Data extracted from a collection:
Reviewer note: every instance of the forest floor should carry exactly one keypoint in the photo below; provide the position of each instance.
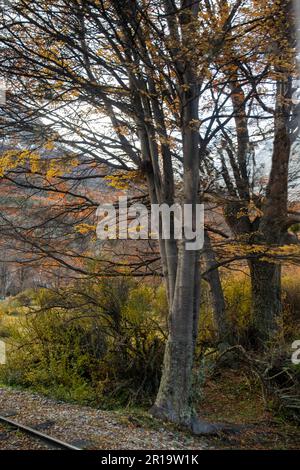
(229, 398)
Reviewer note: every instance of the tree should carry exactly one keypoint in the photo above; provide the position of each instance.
(259, 216)
(129, 84)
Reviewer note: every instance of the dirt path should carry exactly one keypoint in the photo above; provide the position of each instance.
(88, 427)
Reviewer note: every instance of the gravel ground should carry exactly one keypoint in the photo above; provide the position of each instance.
(84, 426)
(10, 439)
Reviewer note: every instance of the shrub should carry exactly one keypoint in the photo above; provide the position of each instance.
(92, 342)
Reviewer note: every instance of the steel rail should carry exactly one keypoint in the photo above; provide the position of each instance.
(40, 435)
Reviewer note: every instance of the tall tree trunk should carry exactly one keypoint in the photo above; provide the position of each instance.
(266, 299)
(216, 290)
(173, 400)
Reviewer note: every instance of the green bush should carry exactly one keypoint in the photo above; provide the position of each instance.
(98, 343)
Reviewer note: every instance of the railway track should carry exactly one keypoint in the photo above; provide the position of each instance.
(46, 439)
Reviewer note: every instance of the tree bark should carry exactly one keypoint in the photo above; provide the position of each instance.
(266, 299)
(216, 291)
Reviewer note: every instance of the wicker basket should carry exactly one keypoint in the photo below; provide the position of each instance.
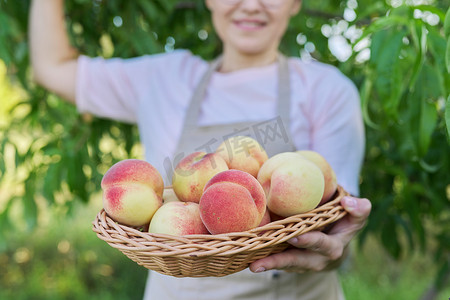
(212, 255)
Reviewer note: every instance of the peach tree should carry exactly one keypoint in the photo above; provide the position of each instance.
(397, 52)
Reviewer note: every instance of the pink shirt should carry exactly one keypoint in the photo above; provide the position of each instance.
(154, 92)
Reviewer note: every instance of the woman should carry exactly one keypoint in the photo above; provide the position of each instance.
(182, 103)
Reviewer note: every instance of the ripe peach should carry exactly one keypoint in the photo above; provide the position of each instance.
(178, 218)
(193, 172)
(292, 184)
(327, 170)
(132, 192)
(232, 201)
(243, 153)
(266, 218)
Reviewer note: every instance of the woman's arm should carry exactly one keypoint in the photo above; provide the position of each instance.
(53, 59)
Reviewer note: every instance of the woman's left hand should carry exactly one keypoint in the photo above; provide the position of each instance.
(318, 251)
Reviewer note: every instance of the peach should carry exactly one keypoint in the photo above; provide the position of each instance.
(327, 170)
(293, 184)
(232, 201)
(132, 192)
(169, 196)
(266, 218)
(243, 153)
(193, 172)
(178, 218)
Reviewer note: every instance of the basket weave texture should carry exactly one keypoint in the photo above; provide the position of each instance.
(213, 255)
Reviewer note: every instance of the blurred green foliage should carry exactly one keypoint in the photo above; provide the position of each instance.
(397, 53)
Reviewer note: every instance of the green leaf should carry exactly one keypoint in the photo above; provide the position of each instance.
(447, 116)
(365, 96)
(388, 84)
(447, 24)
(447, 56)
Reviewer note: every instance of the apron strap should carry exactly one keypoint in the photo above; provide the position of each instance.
(283, 93)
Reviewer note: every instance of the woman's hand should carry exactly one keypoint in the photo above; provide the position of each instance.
(318, 251)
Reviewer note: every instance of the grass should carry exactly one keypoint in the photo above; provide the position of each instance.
(65, 260)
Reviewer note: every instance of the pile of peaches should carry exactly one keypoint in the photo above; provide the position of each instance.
(234, 189)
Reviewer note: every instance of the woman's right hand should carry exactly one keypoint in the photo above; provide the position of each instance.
(53, 59)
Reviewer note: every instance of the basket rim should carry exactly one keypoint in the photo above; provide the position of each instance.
(130, 239)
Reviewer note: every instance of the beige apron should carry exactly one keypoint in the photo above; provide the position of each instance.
(245, 284)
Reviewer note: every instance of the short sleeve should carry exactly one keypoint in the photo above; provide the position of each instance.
(337, 129)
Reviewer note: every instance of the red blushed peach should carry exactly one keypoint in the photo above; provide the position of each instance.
(178, 218)
(193, 172)
(327, 170)
(243, 153)
(292, 184)
(132, 192)
(266, 218)
(232, 201)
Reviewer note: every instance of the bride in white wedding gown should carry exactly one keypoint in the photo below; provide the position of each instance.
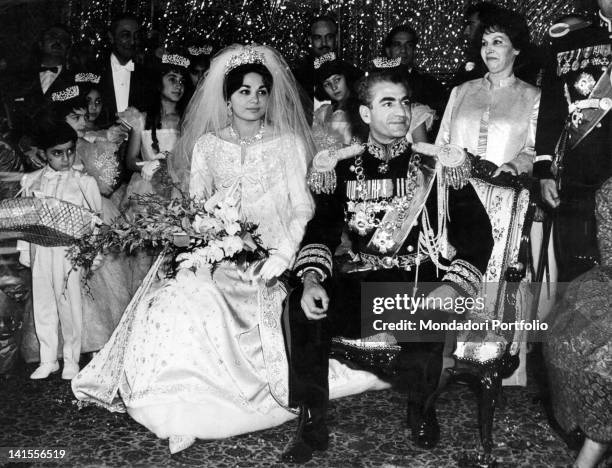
(203, 356)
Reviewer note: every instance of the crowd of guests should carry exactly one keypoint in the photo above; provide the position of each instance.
(98, 135)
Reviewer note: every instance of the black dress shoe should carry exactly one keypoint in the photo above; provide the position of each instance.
(311, 434)
(426, 433)
(316, 435)
(297, 451)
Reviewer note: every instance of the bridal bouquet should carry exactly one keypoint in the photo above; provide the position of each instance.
(196, 233)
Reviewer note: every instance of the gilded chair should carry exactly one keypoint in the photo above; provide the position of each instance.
(481, 360)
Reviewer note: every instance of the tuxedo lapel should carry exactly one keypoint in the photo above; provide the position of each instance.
(61, 82)
(110, 101)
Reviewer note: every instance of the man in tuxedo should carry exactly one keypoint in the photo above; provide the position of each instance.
(124, 82)
(401, 43)
(47, 74)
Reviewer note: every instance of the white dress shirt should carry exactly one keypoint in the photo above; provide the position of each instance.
(121, 82)
(48, 77)
(497, 123)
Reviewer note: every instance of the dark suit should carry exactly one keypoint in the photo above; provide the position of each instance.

ASSIGNED TASK: Only the pictures are to be omitted; the records above must otherwise be reproduced exactly.

PROBLEM SOLUTION:
Reviewer note: every instance of the forest floor should carry exactly one keypoint in the photo below; provide the position of each instance.
(229, 398)
Reviewer note: every instance of the tree should carry exactly one keypoint in the photo above; provide the position of each instance.
(259, 216)
(129, 84)
Reviewer note: every instance of the dirt path should carry exactly one keypoint in the photo above; provide the position of each instance.
(88, 427)
Reviewer note: every instance of the gravel ground should carry exactly one keypoint in the photo above; provide the position of each instance.
(84, 426)
(10, 439)
Reviewer note: every instance of the shrub should carry exactly one keypoint in the photo above; provide the position of each instance.
(92, 342)
Reviewer note: every instance of the steel rail should carry exactly one keypoint in the photo above; provide the position of each instance.
(40, 435)
Reviewer note: every instance of the tall tree trunk should carry exactly one keypoint in the photo above; provide the position of each instance.
(266, 299)
(216, 290)
(173, 400)
Reviewer note: every instance of the green bush should carry exactly one keypoint in the photo above; provide the position of each instance.
(98, 343)
Reviewer note: every instance of the railway track should carry exactly one keypoint in the photo above; provide the position of each instance.
(46, 439)
Reviewer note: every instance of the tree bark should carry exactly one keypoint in the photo above; provide the position of each instance.
(266, 299)
(216, 291)
Reviewer note: every instance of the wicker basket should carry exactly one keypoint in the photo below; provide the position of each instance.
(212, 255)
Reviewer note: every instance of the peach tree should carry exactly one keypoint in the photo above; provide the position of each instance.
(397, 52)
Reviewer note: every instance of the pink shirt should carry exactly one keypoint in the photo above; provide the position of each instance.
(154, 92)
Reviewer note: every instance of the woman should carry exactly one keypoint in the photo above; provide the position of each instance.
(182, 103)
Reviewer note: every instance of the ripe peach should carry exactly one keypoint in the photo above; provide the position of each instance.
(178, 218)
(193, 172)
(292, 184)
(327, 170)
(132, 192)
(232, 201)
(243, 153)
(266, 218)
Reviewer note: every instance of the woman's arm should carry exactly one keypoint in the photo above; provide the position of each instance.
(53, 59)
Reviewer note: every instance of the woman's left hand should carry exactly one keypoint in the photo above; provide the position of each instance.
(318, 251)
Reviewer note: every instance of the peach should carry exactly one keypoint in the photo above; provide the position of each instance.
(327, 170)
(293, 184)
(232, 201)
(132, 192)
(169, 196)
(266, 218)
(243, 153)
(193, 172)
(178, 218)
Reviewer note: every instance of the basket weave texture should carry exactly one keypoint in the photo above; provide the position of each instance.
(213, 255)
Reviewer note: every instance of the blurred green foliage should carry exactly one keypoint in the photo above; provide the position of each instance.
(397, 53)
Reviewer note: every instance of the green leaf should carry exactly one keypoint in the photo above; provide the position of each instance.
(447, 116)
(365, 96)
(388, 84)
(447, 24)
(447, 56)
Reviewer note: every instance of the apron strap should carry exactly one keypoint in the photo above; provide the position of each instance.
(283, 93)
Reviewer note: every instance of the woman's hand should carry exactly one keypoint in the photo above; provide the position of each instance.
(318, 251)
Reviewer note: every instance of the grass should carry exactly one keypoint in the photo above; provide the position of each instance.
(65, 260)
Reviewer note: every instance of the pile of peaches should carry exactly one keypoint in the photo above; provide the position of each instance.
(234, 189)
Reviewer note: every instance of the woman's right hand should carry exactly one keypoint in the photo above; provide the position of each instance.
(53, 59)
Reviewer note: every instance of the basket rim should carry exactly one keypoint in the photo above; provide the position of each instance.
(130, 239)
Reviewer note: every instance of the beige apron should carry exactly one keypoint in the photo above; provide the position of each instance.
(245, 284)
Reviewer note: every instance of the short sleeve should carry exactly one keypoint in the photo above; provide the position of each instance.
(337, 129)
Reviewer note: every instance of the red blushed peach should carry exactly one keypoint in the photo above; provide the position of each instance.
(178, 218)
(193, 172)
(327, 170)
(243, 153)
(292, 184)
(132, 192)
(266, 218)
(232, 201)
Reviewer note: every instance of the bride in white wedding gown should carry exactly one keypoint in the photo below; provide the position of each instance.
(203, 356)
Reviewer note: every instance of the crowd of guests should carry exactly one keypoint in the photo above; provide the position of each instance.
(98, 135)
Reviewer note: every instance of the black dress shoe should carry exactly one keypoint in the photo above; provide the position of each instance.
(311, 434)
(426, 433)
(316, 435)
(297, 451)
Reviewer note: every instance of the bridal bouquet should carry exactly one keypoint in the photo above; provide the position of each instance.
(196, 233)
Reviewer note: every instance of the gilded chair should carry exactly one keypoint in the photo above; provide the position of each instance.
(481, 360)
Reviewer note: every instance of the tuxedo lapel should carry exactly one keypoint in the photo above; provide the position of each instance.
(61, 82)
(110, 101)
Reviewer note: every instance of the man in tuxedo should carry exactly one keypoint in the photo above; provide the position of each instance.
(124, 82)
(401, 43)
(47, 74)
Reviewer note: every instance of the white dress shirt should carry exactly one keypoint in the photo above; provide the position of each instance.
(121, 82)
(48, 77)
(497, 123)
Reviewer note: every instance of the dark suit should carry exactly one keypoint in the photo above; provide the position of each instance.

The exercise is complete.